__DIRECTIONS__. Please pick out each line in the rows below that contains the word "then" and copy it in full.

__PROVIDED RECORDS__.
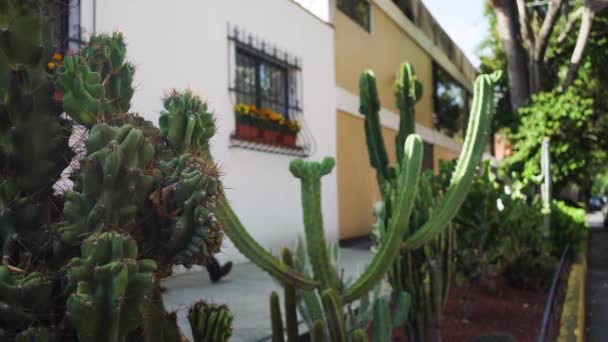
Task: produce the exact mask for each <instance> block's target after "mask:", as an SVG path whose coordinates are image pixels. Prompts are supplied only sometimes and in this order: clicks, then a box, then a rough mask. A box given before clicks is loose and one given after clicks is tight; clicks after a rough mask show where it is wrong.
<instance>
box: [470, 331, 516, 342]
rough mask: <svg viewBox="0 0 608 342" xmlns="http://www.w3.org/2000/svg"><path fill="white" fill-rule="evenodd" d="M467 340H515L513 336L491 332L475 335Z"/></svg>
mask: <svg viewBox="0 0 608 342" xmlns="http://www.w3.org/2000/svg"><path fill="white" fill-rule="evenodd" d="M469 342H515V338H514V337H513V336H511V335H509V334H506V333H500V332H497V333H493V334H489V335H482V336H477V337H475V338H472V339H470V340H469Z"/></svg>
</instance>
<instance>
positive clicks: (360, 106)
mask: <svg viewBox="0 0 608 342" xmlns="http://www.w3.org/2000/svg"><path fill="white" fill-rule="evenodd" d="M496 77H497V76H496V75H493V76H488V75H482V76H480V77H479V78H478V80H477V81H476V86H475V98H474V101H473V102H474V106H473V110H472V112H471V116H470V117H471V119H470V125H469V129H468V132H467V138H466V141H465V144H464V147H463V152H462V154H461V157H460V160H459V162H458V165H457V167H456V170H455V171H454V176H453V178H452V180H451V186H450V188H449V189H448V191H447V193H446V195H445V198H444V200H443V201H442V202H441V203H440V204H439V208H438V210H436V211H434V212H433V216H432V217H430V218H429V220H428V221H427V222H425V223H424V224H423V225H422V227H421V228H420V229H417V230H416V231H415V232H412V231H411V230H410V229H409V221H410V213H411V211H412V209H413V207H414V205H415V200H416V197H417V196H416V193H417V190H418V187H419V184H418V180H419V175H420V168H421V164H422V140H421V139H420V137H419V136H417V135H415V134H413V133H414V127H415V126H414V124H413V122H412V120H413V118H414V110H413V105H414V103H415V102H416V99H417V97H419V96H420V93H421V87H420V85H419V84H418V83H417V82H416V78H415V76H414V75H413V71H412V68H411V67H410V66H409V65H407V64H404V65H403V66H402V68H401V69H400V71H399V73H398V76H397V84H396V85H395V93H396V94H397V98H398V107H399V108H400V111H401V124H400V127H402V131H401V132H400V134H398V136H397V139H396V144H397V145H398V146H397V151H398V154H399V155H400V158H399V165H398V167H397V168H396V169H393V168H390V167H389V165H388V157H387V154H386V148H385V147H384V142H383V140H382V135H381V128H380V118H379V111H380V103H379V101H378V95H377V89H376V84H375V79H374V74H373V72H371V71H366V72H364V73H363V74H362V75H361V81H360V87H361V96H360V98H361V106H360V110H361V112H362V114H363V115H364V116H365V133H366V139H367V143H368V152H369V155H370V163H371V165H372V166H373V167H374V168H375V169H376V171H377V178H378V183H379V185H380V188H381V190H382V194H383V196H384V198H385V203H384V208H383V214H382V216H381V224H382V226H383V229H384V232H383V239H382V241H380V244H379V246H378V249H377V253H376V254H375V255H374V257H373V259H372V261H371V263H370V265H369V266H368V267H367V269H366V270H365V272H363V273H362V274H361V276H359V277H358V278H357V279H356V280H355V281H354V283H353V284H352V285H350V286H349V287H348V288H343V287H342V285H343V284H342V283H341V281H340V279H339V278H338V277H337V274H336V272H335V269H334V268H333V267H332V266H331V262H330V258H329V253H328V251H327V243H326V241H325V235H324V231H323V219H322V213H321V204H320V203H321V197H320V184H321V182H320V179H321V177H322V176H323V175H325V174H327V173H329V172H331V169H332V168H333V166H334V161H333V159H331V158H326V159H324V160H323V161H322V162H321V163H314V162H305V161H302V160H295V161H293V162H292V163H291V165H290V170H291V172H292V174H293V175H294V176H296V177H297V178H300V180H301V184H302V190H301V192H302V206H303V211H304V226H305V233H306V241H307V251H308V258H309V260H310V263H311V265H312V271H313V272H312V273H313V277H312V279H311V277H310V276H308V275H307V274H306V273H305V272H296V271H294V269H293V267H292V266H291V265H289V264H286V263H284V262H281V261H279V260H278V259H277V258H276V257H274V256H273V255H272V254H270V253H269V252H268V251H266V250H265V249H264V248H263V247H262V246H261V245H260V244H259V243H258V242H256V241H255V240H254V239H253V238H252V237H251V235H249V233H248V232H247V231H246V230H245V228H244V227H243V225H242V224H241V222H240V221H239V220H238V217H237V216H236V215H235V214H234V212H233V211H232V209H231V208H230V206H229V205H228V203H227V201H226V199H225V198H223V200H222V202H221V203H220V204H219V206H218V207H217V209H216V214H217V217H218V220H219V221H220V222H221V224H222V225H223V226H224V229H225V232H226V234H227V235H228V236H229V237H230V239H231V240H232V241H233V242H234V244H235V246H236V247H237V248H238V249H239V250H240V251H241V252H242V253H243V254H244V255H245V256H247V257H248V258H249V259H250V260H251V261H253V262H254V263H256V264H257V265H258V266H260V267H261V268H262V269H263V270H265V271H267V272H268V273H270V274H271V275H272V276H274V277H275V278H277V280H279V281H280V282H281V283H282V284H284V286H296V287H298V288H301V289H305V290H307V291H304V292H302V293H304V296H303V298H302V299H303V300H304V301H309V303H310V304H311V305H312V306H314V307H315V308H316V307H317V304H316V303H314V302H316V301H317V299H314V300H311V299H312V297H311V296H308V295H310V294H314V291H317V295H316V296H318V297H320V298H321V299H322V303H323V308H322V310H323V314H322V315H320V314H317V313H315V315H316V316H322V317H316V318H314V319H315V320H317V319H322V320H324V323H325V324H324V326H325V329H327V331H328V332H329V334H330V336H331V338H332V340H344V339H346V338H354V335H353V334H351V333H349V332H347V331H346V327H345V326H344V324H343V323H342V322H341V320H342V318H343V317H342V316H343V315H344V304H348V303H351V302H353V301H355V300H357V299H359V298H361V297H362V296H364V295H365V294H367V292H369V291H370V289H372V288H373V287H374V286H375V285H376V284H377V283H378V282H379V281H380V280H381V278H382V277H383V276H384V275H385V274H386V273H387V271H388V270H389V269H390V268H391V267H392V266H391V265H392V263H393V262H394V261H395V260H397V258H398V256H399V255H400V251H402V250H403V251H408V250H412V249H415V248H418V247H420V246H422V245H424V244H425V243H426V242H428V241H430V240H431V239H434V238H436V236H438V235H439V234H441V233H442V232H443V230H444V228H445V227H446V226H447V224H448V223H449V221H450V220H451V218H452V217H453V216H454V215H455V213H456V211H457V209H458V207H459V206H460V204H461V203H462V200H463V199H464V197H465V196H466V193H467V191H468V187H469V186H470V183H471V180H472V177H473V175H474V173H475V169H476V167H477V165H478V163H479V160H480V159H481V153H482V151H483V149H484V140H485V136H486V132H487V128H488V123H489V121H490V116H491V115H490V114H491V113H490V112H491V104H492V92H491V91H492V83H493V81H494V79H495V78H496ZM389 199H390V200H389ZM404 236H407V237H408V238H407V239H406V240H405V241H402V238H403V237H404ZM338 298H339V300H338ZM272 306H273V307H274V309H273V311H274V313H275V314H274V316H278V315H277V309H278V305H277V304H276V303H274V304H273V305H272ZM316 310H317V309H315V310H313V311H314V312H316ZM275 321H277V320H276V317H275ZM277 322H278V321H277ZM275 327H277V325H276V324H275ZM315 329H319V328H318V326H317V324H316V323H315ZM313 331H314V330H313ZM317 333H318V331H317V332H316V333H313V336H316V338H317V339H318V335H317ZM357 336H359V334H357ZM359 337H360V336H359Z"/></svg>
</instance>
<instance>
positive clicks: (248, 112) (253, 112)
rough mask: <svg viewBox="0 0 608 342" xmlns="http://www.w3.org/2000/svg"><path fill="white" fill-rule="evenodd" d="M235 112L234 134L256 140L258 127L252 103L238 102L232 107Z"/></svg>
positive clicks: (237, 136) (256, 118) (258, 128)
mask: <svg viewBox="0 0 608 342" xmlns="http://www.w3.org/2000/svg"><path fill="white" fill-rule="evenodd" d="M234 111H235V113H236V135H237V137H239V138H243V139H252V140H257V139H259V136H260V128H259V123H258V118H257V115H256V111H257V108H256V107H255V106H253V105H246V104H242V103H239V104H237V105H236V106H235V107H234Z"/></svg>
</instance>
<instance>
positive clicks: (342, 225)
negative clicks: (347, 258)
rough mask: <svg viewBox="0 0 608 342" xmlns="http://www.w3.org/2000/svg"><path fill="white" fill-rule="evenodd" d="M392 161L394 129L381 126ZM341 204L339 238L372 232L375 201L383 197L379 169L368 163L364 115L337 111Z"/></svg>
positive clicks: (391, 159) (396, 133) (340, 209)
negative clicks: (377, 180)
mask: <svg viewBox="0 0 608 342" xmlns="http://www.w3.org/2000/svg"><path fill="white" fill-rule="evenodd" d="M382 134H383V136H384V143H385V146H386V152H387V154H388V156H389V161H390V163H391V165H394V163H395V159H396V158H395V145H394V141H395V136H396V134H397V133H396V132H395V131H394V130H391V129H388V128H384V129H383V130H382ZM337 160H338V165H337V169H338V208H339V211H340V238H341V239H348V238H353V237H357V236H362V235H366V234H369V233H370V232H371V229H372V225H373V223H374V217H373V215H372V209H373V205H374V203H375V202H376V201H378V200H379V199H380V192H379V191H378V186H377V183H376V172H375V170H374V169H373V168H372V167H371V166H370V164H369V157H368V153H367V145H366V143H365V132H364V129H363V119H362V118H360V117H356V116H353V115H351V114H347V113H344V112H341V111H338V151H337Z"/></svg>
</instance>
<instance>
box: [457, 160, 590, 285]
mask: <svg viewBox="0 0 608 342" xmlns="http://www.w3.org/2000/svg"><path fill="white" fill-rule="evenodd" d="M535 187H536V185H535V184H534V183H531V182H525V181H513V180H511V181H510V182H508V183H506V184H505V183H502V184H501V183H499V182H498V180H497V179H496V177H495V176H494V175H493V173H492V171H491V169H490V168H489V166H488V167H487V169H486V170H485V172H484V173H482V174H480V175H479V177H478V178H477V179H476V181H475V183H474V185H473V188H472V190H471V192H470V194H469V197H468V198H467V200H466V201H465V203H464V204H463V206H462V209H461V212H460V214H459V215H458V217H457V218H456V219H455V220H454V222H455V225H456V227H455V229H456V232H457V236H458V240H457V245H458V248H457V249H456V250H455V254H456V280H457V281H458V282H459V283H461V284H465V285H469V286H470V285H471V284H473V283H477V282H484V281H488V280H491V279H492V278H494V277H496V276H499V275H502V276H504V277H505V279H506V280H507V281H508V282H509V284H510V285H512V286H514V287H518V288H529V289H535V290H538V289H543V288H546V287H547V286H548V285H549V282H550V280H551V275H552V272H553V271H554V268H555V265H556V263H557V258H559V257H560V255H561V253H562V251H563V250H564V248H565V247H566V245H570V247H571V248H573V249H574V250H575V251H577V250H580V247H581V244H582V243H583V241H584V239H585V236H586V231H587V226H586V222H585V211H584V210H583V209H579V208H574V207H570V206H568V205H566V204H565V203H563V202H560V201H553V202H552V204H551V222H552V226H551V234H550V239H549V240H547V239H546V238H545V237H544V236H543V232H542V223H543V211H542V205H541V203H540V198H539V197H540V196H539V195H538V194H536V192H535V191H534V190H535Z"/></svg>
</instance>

* * *

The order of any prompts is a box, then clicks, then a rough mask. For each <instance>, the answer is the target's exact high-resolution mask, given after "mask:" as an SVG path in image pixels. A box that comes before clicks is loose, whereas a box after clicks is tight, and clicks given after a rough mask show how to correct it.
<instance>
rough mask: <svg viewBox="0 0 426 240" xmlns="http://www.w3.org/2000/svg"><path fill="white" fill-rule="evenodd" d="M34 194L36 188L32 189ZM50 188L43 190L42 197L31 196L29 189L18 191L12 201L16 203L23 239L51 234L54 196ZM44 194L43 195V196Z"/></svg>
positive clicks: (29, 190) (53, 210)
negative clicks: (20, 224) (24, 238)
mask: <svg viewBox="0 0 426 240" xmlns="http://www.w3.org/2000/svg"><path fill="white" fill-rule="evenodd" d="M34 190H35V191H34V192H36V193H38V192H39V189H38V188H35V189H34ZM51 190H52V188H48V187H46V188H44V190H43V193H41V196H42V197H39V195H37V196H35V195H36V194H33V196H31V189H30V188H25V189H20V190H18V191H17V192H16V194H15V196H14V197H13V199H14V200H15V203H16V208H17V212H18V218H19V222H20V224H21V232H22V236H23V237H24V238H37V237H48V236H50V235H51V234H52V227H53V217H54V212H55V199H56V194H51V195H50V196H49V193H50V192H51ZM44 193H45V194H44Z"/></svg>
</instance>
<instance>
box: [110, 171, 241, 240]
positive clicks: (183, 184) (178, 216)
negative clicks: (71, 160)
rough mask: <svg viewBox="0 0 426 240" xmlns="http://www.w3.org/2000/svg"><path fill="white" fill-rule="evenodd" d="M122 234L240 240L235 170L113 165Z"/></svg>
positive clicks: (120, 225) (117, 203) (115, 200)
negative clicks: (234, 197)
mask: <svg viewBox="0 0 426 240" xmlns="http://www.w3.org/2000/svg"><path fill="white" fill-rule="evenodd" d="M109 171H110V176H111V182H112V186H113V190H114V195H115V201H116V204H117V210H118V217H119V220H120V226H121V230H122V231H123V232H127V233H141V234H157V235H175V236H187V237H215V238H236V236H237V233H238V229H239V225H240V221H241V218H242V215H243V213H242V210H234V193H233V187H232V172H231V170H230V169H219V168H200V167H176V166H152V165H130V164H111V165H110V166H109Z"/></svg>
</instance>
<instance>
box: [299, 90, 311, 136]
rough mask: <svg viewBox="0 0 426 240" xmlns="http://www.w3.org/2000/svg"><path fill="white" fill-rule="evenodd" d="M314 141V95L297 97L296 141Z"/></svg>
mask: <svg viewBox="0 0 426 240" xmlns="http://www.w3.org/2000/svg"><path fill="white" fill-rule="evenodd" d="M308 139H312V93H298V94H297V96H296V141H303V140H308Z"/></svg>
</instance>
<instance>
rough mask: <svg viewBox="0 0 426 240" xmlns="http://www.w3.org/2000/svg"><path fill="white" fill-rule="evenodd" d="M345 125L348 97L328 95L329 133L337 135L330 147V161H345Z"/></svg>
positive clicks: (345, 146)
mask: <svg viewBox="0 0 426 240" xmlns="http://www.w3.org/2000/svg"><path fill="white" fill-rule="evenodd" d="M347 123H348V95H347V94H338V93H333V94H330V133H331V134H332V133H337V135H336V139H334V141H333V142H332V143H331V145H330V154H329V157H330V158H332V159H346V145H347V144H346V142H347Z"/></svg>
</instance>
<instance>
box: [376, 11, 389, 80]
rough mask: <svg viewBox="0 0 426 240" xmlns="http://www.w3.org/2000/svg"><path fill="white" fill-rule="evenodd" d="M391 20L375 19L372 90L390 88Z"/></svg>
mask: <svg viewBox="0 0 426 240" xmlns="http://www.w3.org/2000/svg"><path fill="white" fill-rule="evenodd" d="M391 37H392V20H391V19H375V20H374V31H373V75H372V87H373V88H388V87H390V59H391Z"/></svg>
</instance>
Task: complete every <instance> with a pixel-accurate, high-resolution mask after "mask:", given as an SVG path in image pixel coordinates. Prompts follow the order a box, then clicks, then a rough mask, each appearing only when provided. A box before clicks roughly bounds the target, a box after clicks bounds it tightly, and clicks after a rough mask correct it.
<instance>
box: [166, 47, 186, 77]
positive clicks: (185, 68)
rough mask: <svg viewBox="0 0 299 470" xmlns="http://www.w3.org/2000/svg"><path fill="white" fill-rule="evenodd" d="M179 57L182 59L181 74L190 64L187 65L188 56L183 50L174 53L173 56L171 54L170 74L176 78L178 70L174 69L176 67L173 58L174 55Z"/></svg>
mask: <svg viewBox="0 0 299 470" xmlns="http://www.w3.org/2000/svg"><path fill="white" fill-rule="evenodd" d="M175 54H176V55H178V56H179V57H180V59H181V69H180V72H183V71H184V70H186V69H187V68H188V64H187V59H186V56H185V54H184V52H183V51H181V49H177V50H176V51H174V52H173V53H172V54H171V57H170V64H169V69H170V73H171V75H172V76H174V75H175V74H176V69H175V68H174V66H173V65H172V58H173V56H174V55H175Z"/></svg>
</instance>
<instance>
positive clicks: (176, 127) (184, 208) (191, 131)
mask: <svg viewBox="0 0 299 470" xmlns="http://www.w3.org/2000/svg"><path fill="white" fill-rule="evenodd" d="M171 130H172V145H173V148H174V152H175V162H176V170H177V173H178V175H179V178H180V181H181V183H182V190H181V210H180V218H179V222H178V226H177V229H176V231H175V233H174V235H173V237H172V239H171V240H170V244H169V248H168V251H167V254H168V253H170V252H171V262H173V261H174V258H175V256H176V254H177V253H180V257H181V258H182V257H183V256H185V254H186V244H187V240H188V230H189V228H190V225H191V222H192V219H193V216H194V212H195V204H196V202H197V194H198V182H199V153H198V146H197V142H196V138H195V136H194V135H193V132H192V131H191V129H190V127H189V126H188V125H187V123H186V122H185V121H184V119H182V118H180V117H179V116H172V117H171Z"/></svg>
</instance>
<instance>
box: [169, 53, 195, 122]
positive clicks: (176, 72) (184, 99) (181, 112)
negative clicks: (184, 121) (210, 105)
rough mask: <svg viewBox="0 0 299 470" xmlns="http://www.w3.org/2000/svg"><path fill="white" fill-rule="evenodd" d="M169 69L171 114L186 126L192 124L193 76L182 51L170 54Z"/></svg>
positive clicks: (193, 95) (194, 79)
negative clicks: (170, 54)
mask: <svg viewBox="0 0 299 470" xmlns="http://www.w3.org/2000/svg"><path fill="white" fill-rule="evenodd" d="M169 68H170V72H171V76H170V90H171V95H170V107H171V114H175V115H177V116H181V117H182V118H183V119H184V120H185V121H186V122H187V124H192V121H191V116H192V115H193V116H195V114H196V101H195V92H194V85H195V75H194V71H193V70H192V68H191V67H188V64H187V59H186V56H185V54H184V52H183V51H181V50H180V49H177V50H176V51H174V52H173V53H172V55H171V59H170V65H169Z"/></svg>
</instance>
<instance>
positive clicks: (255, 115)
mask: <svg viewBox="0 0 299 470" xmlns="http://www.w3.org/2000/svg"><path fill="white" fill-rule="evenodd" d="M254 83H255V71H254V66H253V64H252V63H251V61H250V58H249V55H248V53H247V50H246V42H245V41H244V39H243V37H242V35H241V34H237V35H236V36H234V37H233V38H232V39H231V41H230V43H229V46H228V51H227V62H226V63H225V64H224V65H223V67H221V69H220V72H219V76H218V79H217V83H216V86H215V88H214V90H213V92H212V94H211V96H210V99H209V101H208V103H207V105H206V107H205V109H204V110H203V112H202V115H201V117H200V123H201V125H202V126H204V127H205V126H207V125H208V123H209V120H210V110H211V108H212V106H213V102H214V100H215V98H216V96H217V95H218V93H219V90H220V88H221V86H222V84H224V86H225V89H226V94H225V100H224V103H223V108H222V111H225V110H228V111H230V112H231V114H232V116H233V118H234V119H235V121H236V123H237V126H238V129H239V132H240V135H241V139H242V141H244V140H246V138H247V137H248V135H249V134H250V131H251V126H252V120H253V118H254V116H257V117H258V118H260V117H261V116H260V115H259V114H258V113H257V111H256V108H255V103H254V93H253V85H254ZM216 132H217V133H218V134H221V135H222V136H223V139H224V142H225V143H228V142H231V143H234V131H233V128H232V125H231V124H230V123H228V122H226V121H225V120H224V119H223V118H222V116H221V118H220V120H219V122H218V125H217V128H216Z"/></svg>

__SOLUTION FOR THIS TASK__.
Task: produce the exact mask for each <instance> block's target after "mask:", as an SVG path whose coordinates are image pixels. Prompts are supplied only sometimes and in this order: clicks, then a box, then a rough mask. A box given before clicks is loose and one given after clicks is tight; clicks after a rough mask show where it is wrong.
The order of any prompts is a box, then clicks, then a rough mask. For each <instance>, the answer is the target's exact high-resolution mask, given after "mask:" as an SVG path in image pixels. A box that comes before clicks is loose, whereas a box after clicks is tight, and clicks given after a rough mask show how to correct it.
Task: complete every <instance> with a pixel-accurate, high-resolution mask after "mask:", given as an SVG path in image pixel coordinates. Prompts follow the order a box, then clicks, then a rough mask, each appearing only when provided. A box before clicks roughly bounds the target, a box after clicks bounds it tightly, and clicks after a rough mask correct it.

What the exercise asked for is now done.